(Problem to work on):
For the entries below, repeat exactly each line starting with the one that contains "of the gray" and going on through the one that contains "Query: cleared grassy field", and no others.

[Material shown]

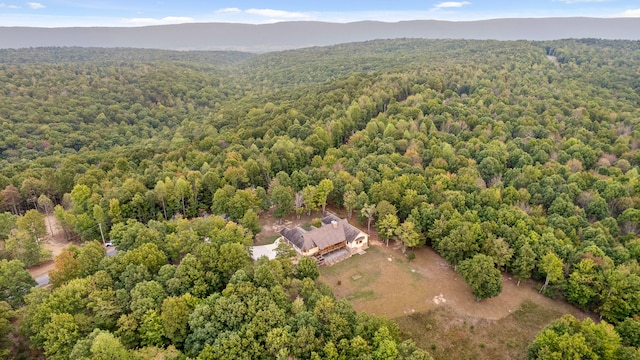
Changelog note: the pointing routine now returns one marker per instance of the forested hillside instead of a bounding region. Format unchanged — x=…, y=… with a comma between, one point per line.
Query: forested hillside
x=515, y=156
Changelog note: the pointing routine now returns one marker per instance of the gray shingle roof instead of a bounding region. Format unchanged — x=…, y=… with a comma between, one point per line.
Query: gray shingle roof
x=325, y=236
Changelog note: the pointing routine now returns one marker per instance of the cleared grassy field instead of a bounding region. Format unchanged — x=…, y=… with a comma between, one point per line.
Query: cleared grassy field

[/Material shown]
[Material shown]

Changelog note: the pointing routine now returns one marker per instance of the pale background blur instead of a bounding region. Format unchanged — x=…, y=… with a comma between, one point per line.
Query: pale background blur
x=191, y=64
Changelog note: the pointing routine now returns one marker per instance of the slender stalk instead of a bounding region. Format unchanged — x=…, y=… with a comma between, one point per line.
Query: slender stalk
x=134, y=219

[/Material shown]

(Exercise solution):
Changelog note: the pointing routine now returns one marker per instance of the gray shingle roof instead of a bounding region. Format unchanged — x=…, y=… with a comma between, one point per line.
Query: gray shingle roof
x=325, y=236
Changelog note: the pointing routine now returns one marker per instance of the cleared grassy field instead of a bounding region. Format unchanged — x=…, y=… with a comma between, one point per line.
Query: cleared grassy field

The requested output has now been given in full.